### EXCERPT
● ● ● ● ●

Nidum is a Roman fort found in Cwrt Herbert near the town of Neath, in Wales. An Auxiliary fort first built in around AD 74 from earth banks and wooden structures, it underwent a reduction in size from 3.3 ha to 2.3 ha soon afterwards. It may have been garrisoned by perhaps 500 auxiliary troops. It was abandoned in around 125, but re-occupied around 140 when it was rebuilt in stone. However it was only occupied until 170, with 100 years of disuse before a final period in use from 275 to 320.

==Name and road evidence==
The name Nidum was well attested by the 19th century. It is included in the Antonine Itinerary, a Roman period register of forts and distances along various routes around the Roman world. Iter 12 of the Britannia Itineraries, adjusting for errors in the medieval transcriptions, places Nidum 14 miles east of Leucarum (modern day Loughor), and 27 miles west of Bomio (an unknown fort, possibly Cowbridge). Bomio is itself listed as being 28 miles from Isca Augusta (modern day Caerleon). In the west the road is believed to have continued a further 23 miles from Leucarum to Moridunum, the fort and walled town at Carmarthen.

The clear similarity of Nidum and the Welsh Nedd, helped confirm that a Roman Fort must have been built in the Neath area. Often identifiable lines of Roman roads have led straight to fort locations. However no evidence remains of the Roman roads leaving Neath either to the east or west. The routes are presumed to have existed however and are given the RCAHMW numbers 'RR60c' (to the east) and RR60d (to the west). These routes are classed as 'predicted' in the viscinity of Neath, so were no help in locating the fort of Nidum.

To the north-east another unknown route leads to the well-defined Roman road designated RR622. It runs to Y Gaer, (Brecon), via the 'Coelbren Fort' at Banwen, which is 18 km north-east of Nidum. This is one of various Roman roads in Wales traditionally known as the Sarn Helen.

● ● ● ● ●

### SUPPLIED RECORDS
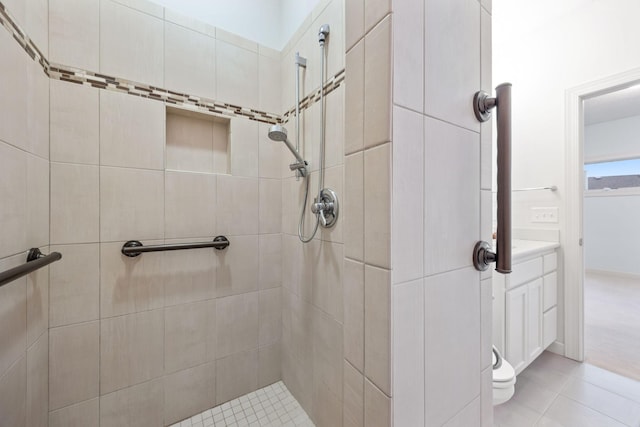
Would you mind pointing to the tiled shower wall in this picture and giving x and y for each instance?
(24, 195)
(441, 206)
(155, 339)
(313, 273)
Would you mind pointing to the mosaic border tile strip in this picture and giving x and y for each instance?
(272, 406)
(191, 102)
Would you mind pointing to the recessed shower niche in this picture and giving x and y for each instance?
(197, 142)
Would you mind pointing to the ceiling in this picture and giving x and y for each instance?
(612, 106)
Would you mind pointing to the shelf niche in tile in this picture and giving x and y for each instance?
(197, 142)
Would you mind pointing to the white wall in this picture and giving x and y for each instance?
(268, 22)
(612, 233)
(557, 46)
(612, 140)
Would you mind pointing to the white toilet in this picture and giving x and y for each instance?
(504, 379)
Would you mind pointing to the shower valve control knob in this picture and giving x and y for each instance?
(327, 207)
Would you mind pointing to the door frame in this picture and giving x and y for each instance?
(573, 220)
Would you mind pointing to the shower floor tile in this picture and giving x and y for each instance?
(272, 406)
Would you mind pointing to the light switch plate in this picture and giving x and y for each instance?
(544, 215)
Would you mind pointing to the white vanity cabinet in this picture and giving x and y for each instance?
(525, 304)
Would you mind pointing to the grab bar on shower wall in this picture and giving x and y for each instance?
(35, 261)
(482, 105)
(133, 248)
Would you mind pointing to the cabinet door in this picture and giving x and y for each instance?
(516, 327)
(534, 315)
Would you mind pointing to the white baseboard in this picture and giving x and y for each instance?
(613, 273)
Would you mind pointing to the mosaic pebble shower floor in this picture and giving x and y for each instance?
(272, 406)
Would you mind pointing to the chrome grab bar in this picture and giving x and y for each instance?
(482, 253)
(35, 260)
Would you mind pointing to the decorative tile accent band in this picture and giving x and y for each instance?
(102, 81)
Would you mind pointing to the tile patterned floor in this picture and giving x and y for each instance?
(272, 406)
(558, 392)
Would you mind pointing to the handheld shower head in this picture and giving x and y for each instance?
(279, 133)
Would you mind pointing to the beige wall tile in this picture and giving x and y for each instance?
(74, 356)
(486, 325)
(451, 300)
(85, 414)
(142, 61)
(129, 285)
(408, 353)
(189, 335)
(374, 11)
(37, 109)
(236, 74)
(270, 275)
(353, 403)
(131, 131)
(38, 382)
(269, 364)
(377, 84)
(13, 211)
(270, 316)
(244, 147)
(354, 313)
(407, 243)
(131, 349)
(377, 406)
(270, 206)
(131, 204)
(13, 87)
(190, 61)
(13, 389)
(37, 23)
(192, 196)
(37, 303)
(75, 122)
(238, 266)
(140, 405)
(377, 205)
(38, 188)
(74, 203)
(456, 223)
(237, 210)
(377, 324)
(189, 392)
(237, 324)
(327, 354)
(75, 285)
(327, 279)
(408, 55)
(354, 206)
(354, 22)
(189, 276)
(452, 58)
(236, 375)
(13, 313)
(269, 84)
(74, 33)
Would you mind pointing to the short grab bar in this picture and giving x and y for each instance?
(482, 105)
(35, 261)
(133, 248)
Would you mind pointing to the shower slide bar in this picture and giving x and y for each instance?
(133, 248)
(483, 256)
(35, 261)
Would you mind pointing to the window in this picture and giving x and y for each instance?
(613, 175)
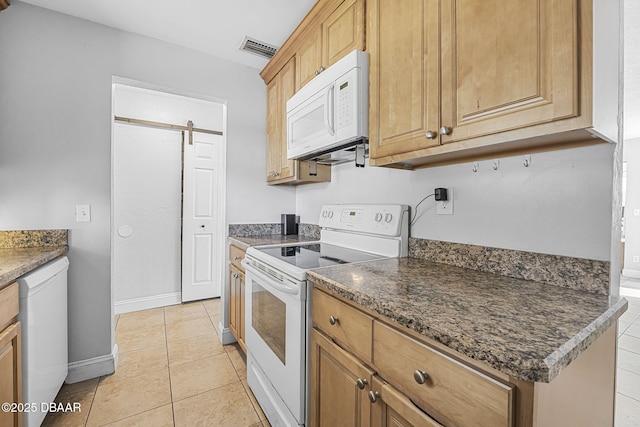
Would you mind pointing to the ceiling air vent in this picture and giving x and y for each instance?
(258, 48)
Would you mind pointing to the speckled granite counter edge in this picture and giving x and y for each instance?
(534, 370)
(32, 263)
(253, 230)
(567, 272)
(33, 238)
(570, 351)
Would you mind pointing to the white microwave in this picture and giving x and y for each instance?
(331, 112)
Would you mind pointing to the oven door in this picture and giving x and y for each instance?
(275, 338)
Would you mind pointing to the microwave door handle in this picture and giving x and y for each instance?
(328, 111)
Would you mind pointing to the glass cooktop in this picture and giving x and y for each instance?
(308, 256)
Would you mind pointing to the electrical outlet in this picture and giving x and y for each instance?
(83, 213)
(445, 207)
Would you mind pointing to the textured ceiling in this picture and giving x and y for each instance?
(216, 27)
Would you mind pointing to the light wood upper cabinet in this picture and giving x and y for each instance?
(309, 57)
(454, 80)
(404, 68)
(322, 45)
(279, 90)
(343, 31)
(507, 65)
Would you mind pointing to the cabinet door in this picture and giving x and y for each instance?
(393, 409)
(279, 90)
(507, 65)
(309, 58)
(274, 142)
(10, 374)
(343, 31)
(287, 78)
(336, 378)
(404, 64)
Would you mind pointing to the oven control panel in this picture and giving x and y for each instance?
(386, 220)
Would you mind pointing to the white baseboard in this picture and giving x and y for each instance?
(145, 303)
(633, 274)
(226, 337)
(94, 367)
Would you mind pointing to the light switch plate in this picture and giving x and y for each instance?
(83, 213)
(445, 207)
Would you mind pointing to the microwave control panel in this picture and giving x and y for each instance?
(345, 102)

● ● ● ● ●

### TASKS
1 - In the text on the Roman fort Nidum, how many miles east of Leucarum does the Antonine Itinerary place Nidum?
2 - Resume the text on the Roman fort Nidum after its final sentence and carry it further.

### ANSWERS TO THE TASKS
1 - 14 miles

2 -
==Archaeological evidence==
The site was first identified in 1949 during work on the A474 road, which found the south-west gateway. A year later the south-east gateway was also discovered. Various excavations related to school or other building works took place in 1958, 1962, 1984–85 and 2011. Finds recovered from these digs included roof and floor tiles, pieces of a 1st-century amphora, fragments of kitchenware and tableware ranging in date from the earliest construction phase to the early 2nd century. One or two pieces are from the mid 2nd century. Six coins were also found, ranging from Augustus to Trajan. Some of the artifacts from the site were on permanent exhibition in the Neath Museum, which has since closed with artefacts now in storage. The site is a Scheduled Ancient Monument.

Much of the site is in the grounds of Dwr-y-Felin Comprehensive School, where a 2011 dig found gate-towers of the earlier gateway, to the north-west of the ramparts of the reduced-sized fort shown on the map. Post-holes indicate that the towers extended out beyond the wall line, unique in Britain for its time, suggesting extreme defensive measures needed to be taken against the hostile Silures.

==Visible remains==
After the 1949 and 1950 excavation of the two southern gateways the stonework was laid out for display. Two small enclosures now remain, surrounded by iron railings. One stands within the A474 roadside verge, whilst the eastern one occupies a corner of a housing estate, alongside the modern 'Roman Way'. It reveals the bases of the two gate-towers and a 'dual carriageway' between, Also shown is a section of the ditch that surrounded the ramparts, which would have been crossed by a timber bridge.